### [Dokumenttext]
►

Gründung einer neuen Cyber-Agentur

Auf einer Pressekonferenz haben Verteidigungsministerin Ursula von der Leyen und Innenminister Horst Seehofer diese Woche die Gründung einer Agentur für Innovationen in der Cybersicherheit (ADIC) bekanntgegeben. Die große Hoffnung legen sie auf dadurch ermöglichte „Sprunginnovationen“ für die innere und äußere Sicherheit. Obwohl von der Leyen und Seehofer oft den Vergleich zum Vorbild der amerikanischen DARPA ziehen und mit deren zivilen Errungenschaften wie dem Internet oder GPS werben, zeigen wir auf, dass die 200 Millionen Euro, die in den nächsten Jahren für die neue deutsche Cyber-Agentur vorgesehen sind, wohl hauptsächlich für militärische Zwecke verwendet werden.

Kamerazählung auf Überwachungsbahnhöfen

In 900 Bahnhöfen in Deutschland überwachen über 6.000 Kameras den öffentlichen Raum. Wie sich nun in der Antwort der Bundesregierung auf eine Anfrage der Linken herausstellt, belaufen sich die Kosten zur Ausstattung der Bahnhöfe mit Videoüberwachung auf bis zu 1,3 Milliarden Euro. Die tatsächlichen Kosten für die Instandhaltung der Technik und Sichtung des Materials ist dabei noch nicht einmal mit eingerechnet. Eine volle Liste der überwachten Bahnhöfe möchte die Bundesregierung nicht veröffentlichen – angeblich deshalb, damit Kriminellen nicht die Planung von Straftaten erleichtert wird.

◄

### [Material zur Aufgabe]
►

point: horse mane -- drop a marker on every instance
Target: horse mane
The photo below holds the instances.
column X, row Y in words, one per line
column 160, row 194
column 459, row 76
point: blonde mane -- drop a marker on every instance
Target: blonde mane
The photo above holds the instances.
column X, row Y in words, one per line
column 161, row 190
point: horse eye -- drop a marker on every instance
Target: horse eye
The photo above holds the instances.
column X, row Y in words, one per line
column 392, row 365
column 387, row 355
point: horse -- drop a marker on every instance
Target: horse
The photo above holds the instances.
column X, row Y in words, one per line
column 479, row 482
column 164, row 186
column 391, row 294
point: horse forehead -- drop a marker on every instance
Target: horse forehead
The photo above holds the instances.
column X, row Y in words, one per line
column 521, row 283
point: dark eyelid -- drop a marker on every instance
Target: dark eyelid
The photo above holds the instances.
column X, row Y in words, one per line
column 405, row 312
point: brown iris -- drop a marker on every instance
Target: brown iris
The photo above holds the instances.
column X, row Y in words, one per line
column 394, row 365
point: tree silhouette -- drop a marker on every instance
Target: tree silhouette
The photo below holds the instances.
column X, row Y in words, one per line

◄

### [Aufgaben]
1 > Wie viele Kameras überwachen laut Dokumenttext den öffentlichen Raum in den Bahnhöfen in Deutschland?
2 > Wandle die Zeilen der Auflistung ab der Zeile mit „point: brown iris“ bis zum Ende der Auflistung, beide Enden eingeschlossen, in eine Markdown-Tabelle mit den Spalten „Nr.“ und „Zeile“ um. Leerzeilen lässt du weg.
Der Dokumenttext und die Auflistung haben unterschiedliche Herkunft.

### [Lösungen]
1 > Über 6.000 Kameras.

2 >
| Nr. | Zeile |
|---|---|
| 1 | point: brown iris -- drop a marker on every instance |
| 2 | Target: brown iris |
| 3 | The photo above holds the instances. |
| 4 | column X, row Y in words, one per line |
| 5 | column 394, row 365 |
| 6 | point: tree silhouette -- drop a marker on every instance |
| 7 | Target: tree silhouette |
| 8 | The photo below holds the instances. |
| 9 | column X, row Y in words, one per line |